**Stated exercise:** Set out the entries as a numbered list, leaving out blank lines. Include only the lines from the one containing "the woman's neck;" through the end of the entries.

^^^^

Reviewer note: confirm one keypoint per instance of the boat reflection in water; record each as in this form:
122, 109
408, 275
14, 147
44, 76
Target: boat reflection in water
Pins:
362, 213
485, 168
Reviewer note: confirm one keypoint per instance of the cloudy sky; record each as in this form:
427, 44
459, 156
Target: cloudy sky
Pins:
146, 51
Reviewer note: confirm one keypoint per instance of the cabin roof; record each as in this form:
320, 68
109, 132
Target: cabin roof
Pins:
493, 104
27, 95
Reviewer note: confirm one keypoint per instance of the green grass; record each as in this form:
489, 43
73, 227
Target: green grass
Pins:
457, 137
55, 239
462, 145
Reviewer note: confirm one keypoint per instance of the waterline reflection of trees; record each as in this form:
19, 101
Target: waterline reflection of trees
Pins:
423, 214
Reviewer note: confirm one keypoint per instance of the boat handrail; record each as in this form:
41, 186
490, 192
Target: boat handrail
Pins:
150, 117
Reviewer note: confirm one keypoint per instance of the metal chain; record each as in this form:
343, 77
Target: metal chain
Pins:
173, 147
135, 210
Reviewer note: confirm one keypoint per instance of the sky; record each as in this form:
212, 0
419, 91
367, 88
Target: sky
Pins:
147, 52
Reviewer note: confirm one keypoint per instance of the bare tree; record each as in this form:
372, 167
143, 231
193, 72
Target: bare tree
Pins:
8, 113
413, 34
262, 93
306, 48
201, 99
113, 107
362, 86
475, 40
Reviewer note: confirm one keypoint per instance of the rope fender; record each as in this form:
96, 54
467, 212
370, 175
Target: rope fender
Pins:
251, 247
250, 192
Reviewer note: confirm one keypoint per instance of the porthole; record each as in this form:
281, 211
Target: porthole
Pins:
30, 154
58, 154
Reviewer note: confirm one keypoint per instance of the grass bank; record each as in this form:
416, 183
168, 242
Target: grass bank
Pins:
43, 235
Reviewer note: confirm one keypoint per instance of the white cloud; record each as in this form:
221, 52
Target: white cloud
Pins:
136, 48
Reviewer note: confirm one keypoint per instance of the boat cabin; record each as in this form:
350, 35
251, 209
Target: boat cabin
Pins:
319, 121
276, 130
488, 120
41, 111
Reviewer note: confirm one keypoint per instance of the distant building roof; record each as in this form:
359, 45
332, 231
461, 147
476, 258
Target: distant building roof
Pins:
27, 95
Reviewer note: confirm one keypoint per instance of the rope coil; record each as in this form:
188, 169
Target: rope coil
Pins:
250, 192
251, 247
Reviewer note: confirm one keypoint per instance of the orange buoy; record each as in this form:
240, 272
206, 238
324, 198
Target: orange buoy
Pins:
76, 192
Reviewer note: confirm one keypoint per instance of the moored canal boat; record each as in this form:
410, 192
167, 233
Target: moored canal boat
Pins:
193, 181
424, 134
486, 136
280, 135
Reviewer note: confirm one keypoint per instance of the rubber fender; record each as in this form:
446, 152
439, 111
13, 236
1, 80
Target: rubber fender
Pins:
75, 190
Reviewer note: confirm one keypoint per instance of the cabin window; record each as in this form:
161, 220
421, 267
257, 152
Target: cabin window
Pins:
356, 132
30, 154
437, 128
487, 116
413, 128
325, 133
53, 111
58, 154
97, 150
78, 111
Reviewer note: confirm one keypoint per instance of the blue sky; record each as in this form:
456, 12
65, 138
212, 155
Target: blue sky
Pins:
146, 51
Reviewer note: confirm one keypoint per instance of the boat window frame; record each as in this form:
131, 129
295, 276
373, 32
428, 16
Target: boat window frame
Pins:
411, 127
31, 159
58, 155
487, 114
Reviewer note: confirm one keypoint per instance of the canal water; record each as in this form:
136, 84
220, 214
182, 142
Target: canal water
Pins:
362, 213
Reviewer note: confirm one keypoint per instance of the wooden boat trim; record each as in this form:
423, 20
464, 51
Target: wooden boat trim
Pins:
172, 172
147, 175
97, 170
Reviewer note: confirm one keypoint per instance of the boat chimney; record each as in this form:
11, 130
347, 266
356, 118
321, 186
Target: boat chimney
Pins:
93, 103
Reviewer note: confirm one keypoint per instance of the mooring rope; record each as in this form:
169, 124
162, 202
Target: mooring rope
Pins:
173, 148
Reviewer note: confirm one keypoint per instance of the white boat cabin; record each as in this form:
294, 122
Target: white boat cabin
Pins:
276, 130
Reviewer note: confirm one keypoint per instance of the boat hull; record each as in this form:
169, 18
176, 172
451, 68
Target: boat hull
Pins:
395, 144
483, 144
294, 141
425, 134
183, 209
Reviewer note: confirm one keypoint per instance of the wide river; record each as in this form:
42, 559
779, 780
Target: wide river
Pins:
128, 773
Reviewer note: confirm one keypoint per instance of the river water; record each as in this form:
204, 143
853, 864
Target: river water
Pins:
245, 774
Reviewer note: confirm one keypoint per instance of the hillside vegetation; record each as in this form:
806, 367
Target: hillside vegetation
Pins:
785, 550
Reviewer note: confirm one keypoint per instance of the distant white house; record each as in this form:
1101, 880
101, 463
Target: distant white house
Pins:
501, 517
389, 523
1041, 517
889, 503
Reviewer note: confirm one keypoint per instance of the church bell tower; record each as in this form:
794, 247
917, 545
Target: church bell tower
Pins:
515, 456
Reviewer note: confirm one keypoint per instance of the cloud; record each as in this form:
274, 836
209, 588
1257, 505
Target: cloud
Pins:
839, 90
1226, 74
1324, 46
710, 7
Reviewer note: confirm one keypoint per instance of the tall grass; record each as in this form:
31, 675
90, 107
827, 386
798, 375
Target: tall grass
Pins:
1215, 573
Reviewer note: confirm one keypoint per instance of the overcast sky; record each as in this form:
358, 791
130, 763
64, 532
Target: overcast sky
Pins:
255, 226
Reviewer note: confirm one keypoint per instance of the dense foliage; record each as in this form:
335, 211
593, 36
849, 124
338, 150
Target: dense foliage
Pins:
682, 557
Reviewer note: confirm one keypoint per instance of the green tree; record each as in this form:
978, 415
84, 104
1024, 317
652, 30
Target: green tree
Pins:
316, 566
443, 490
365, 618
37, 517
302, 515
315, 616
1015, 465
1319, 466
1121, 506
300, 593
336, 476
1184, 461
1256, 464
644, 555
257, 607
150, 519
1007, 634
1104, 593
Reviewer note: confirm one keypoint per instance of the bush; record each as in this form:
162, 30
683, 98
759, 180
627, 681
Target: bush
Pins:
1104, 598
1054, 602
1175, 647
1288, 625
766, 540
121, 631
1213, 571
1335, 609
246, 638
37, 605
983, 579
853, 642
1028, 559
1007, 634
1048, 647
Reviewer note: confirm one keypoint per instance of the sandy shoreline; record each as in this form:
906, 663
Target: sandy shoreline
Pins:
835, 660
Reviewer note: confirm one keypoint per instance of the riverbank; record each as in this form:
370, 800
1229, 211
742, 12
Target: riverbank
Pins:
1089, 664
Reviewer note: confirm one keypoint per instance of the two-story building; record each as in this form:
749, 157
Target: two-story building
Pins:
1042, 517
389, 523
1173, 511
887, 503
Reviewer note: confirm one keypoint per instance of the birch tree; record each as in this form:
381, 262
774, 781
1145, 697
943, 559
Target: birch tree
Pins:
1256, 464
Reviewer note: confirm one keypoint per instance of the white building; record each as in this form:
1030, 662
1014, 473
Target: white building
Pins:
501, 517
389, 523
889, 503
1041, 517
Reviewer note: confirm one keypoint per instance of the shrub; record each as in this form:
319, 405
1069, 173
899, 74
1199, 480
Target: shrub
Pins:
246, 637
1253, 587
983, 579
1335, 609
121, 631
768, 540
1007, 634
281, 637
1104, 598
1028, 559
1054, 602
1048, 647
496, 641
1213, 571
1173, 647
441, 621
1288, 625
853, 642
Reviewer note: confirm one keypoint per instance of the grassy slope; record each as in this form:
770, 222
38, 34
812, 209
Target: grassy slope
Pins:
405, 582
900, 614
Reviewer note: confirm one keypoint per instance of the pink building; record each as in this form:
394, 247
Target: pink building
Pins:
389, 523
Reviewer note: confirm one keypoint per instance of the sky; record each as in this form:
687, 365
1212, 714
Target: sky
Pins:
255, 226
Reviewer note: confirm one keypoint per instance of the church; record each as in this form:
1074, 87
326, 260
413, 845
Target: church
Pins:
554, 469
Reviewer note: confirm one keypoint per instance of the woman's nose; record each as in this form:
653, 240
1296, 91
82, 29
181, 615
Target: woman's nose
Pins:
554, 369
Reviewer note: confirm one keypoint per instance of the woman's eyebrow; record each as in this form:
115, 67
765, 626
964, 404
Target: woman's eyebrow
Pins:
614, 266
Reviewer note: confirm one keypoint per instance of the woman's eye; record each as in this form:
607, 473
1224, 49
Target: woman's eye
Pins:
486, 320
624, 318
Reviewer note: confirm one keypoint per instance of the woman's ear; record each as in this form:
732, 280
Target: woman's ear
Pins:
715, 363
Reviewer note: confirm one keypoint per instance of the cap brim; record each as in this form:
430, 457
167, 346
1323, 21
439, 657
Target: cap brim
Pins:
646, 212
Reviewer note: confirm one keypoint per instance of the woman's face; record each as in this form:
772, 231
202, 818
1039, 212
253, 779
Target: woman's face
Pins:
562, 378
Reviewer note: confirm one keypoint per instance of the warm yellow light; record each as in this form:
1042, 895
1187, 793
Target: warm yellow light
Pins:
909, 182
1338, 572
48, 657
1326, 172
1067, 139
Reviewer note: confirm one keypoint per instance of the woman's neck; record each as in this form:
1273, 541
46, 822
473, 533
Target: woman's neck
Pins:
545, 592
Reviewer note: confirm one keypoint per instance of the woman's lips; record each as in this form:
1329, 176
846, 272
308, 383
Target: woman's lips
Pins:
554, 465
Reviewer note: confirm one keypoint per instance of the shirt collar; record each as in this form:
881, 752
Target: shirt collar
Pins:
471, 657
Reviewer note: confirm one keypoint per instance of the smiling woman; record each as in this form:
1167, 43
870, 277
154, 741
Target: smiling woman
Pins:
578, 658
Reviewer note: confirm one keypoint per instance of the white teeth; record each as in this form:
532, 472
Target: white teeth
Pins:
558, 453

^^^^

**The solution:**
1. Reviewer note: confirm one keypoint per instance of the woman's neck; record each as in this form:
2. 1273, 541
3. 46, 822
4. 473, 533
5. Target: woman's neck
6. Pins:
7. 545, 592
8. Reviewer note: confirm one keypoint per instance of the woman's lips; record each as in this form:
9. 1329, 176
10. 846, 272
11. 308, 383
12. Target: woman's lips
13. Pins:
14. 554, 465
15. Reviewer note: confirm one keypoint per instance of the shirt collar; record each as in this form:
16. 881, 752
17. Target: shirt collar
18. Pins:
19. 471, 657
20. Reviewer note: confirm one keypoint per instance of the smiling woman; record each as in this form:
21. 1167, 43
22. 870, 277
23. 154, 741
24. Target: smiling woman
25. Pins:
26. 578, 658
27. Reviewer note: confirm one keypoint per instance of the white teeth; record each as in this form:
28. 532, 472
29. Target: white teeth
30. Pins:
31. 558, 453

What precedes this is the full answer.